(Data items)
◇ ◇ ◇ ◇ ◇

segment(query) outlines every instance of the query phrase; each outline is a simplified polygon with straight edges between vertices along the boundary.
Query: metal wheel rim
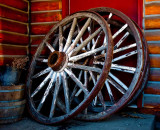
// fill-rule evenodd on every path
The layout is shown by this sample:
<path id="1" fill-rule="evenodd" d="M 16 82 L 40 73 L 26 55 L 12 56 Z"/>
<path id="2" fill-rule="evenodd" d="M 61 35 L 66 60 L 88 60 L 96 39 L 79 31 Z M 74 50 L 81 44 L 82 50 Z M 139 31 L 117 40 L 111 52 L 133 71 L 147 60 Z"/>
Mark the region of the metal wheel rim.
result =
<path id="1" fill-rule="evenodd" d="M 136 25 L 134 25 L 134 23 L 128 18 L 126 17 L 126 15 L 124 15 L 123 13 L 119 12 L 118 10 L 112 9 L 112 8 L 106 8 L 106 7 L 102 7 L 102 8 L 93 8 L 90 9 L 91 11 L 95 11 L 99 14 L 104 13 L 104 12 L 110 12 L 112 14 L 116 14 L 117 16 L 121 17 L 122 19 L 125 20 L 125 22 L 128 21 L 128 23 L 130 23 L 129 27 L 132 27 L 132 29 L 134 29 L 133 31 L 133 35 L 137 36 L 137 34 L 139 34 L 138 29 L 136 27 Z M 137 34 L 136 34 L 137 33 Z M 136 41 L 139 42 L 140 45 L 140 41 L 141 38 L 138 36 L 136 37 Z M 137 43 L 137 42 L 136 42 Z M 146 46 L 145 45 L 140 45 L 139 48 L 143 48 Z M 146 51 L 146 49 L 145 49 Z M 142 83 L 144 84 L 146 82 L 146 77 L 145 80 L 143 79 L 145 76 L 145 72 L 146 72 L 146 66 L 147 66 L 147 61 L 148 61 L 148 52 L 141 52 L 139 53 L 141 54 L 141 58 L 140 59 L 145 59 L 144 64 L 141 65 L 141 69 L 136 69 L 137 73 L 138 73 L 138 77 L 139 79 L 137 80 L 137 83 L 135 83 L 134 85 L 130 85 L 129 87 L 129 91 L 127 91 L 125 93 L 125 95 L 123 95 L 123 97 L 120 99 L 121 102 L 117 102 L 116 104 L 114 104 L 113 106 L 111 106 L 109 109 L 101 111 L 99 113 L 91 113 L 90 115 L 84 115 L 84 114 L 79 114 L 76 119 L 80 119 L 80 120 L 87 120 L 87 121 L 97 121 L 97 120 L 102 120 L 105 119 L 107 117 L 109 117 L 110 115 L 114 114 L 115 112 L 117 112 L 118 110 L 120 110 L 121 108 L 123 108 L 124 106 L 127 105 L 127 103 L 132 100 L 132 98 L 136 98 L 137 96 L 134 97 L 135 93 L 138 91 L 138 89 L 140 88 L 140 85 L 142 85 Z M 139 72 L 138 72 L 139 71 Z M 135 76 L 134 76 L 135 79 Z M 143 88 L 143 87 L 142 87 Z M 138 95 L 138 94 L 137 94 Z M 133 100 L 132 100 L 133 101 Z"/>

◇ ◇ ◇ ◇ ◇

(EXERCISE PROMPT)
Every entry should be returned exactly as written, minus the pictures.

(EXERCISE RESPONSE)
segment(query) outlines every instance of the query phrase; each outline is a simplified polygon with straight edges between vertices along the boundary.
Query: metal wheel rim
// fill-rule evenodd on every path
The layout is shown by this sample:
<path id="1" fill-rule="evenodd" d="M 16 82 L 40 73 L 26 55 L 12 56 Z"/>
<path id="2" fill-rule="evenodd" d="M 61 35 L 66 60 L 88 60 L 96 39 L 79 31 Z M 74 50 L 81 44 L 82 50 Z M 139 31 L 117 40 L 111 52 L 133 71 L 147 60 Z"/>
Mark the region of the metal wheel rim.
result =
<path id="1" fill-rule="evenodd" d="M 136 25 L 134 25 L 134 23 L 128 18 L 126 17 L 126 15 L 124 15 L 123 13 L 119 12 L 118 10 L 112 9 L 112 8 L 106 8 L 106 7 L 102 7 L 102 8 L 93 8 L 90 9 L 91 11 L 95 11 L 99 14 L 104 13 L 104 12 L 110 12 L 112 14 L 116 14 L 117 16 L 121 17 L 122 19 L 125 20 L 125 22 L 128 21 L 128 23 L 130 23 L 129 27 L 132 27 L 132 29 L 134 29 L 133 31 L 133 35 L 137 36 L 137 34 L 139 34 L 138 29 L 136 27 Z M 137 34 L 136 34 L 137 33 Z M 136 41 L 139 42 L 140 45 L 140 41 L 141 38 L 138 36 L 136 37 Z M 137 43 L 137 42 L 136 42 Z M 146 46 L 145 45 L 140 45 L 139 48 L 143 48 Z M 146 51 L 146 49 L 145 49 Z M 142 83 L 144 84 L 146 82 L 146 77 L 145 80 L 143 79 L 145 76 L 145 72 L 146 72 L 146 66 L 147 66 L 147 61 L 148 61 L 148 52 L 141 52 L 139 53 L 141 54 L 141 58 L 140 59 L 145 59 L 144 64 L 141 65 L 141 69 L 136 69 L 137 73 L 138 73 L 138 77 L 139 79 L 137 80 L 137 83 L 135 83 L 134 85 L 130 85 L 129 87 L 129 91 L 127 91 L 125 93 L 125 95 L 123 95 L 123 97 L 120 99 L 121 102 L 117 102 L 116 104 L 114 104 L 113 106 L 111 106 L 109 109 L 101 111 L 99 113 L 91 113 L 90 115 L 84 115 L 84 114 L 79 114 L 76 119 L 80 119 L 80 120 L 87 120 L 87 121 L 97 121 L 97 120 L 102 120 L 105 119 L 107 117 L 109 117 L 110 115 L 114 114 L 115 112 L 117 112 L 118 110 L 120 110 L 121 108 L 123 108 L 124 106 L 127 105 L 127 103 L 132 100 L 132 98 L 136 98 L 137 96 L 134 97 L 135 93 L 138 91 L 138 89 L 140 88 L 140 85 L 142 85 Z M 139 72 L 138 72 L 139 71 Z M 135 76 L 134 76 L 135 79 Z M 143 88 L 143 87 L 142 87 Z M 138 95 L 138 94 L 137 94 Z M 133 100 L 132 100 L 133 101 Z"/>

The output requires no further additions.